*WRITTEN TASK*. Rewrite every line of the records below, requests included, shifting each point coordinate in the answers by -85. Leave the numbers in the requests and their sample forms unchanged.

— Start of INPUT ROWS —

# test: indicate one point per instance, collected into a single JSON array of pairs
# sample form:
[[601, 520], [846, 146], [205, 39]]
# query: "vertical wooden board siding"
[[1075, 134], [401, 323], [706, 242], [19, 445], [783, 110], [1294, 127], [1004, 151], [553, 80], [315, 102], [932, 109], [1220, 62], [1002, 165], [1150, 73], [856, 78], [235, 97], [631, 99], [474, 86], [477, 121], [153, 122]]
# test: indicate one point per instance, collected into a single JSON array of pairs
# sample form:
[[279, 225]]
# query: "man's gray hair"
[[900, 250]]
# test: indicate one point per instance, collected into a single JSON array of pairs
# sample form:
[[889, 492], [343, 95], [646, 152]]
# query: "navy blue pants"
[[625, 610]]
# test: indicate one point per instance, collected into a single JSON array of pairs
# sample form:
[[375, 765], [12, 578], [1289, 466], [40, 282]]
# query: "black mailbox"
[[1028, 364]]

— End of INPUT ROWS —

*COMPLETED EXERCISE*.
# test: indicate one point per instance, collected into a single JSON array of pairs
# sample form:
[[601, 520], [846, 146], [205, 39]]
# query: "vertical wooden board siding"
[[990, 49], [316, 238], [621, 157], [-66, 360], [698, 25], [1209, 42], [919, 66], [468, -5], [230, 17], [847, 24], [1135, -23], [917, 80], [1065, -12], [771, -7], [150, 12], [546, 14], [389, 1], [392, 36], [68, 37]]
# test: indicate one point per instance, collected into a single JSON array of pairs
# sample form:
[[279, 225]]
# query: "man's gray hair"
[[815, 165]]
# test: indicate one point per instance, collected into a single JSON array of pairs
# sample form:
[[889, 492], [343, 95], [646, 152]]
# query: "navy blue pants"
[[540, 525]]
# test: indicate one point per instance, collected into a single JSON array of pairs
# sample form:
[[375, 765], [12, 578], [1289, 466], [40, 282]]
# query: "black mailbox"
[[943, 279]]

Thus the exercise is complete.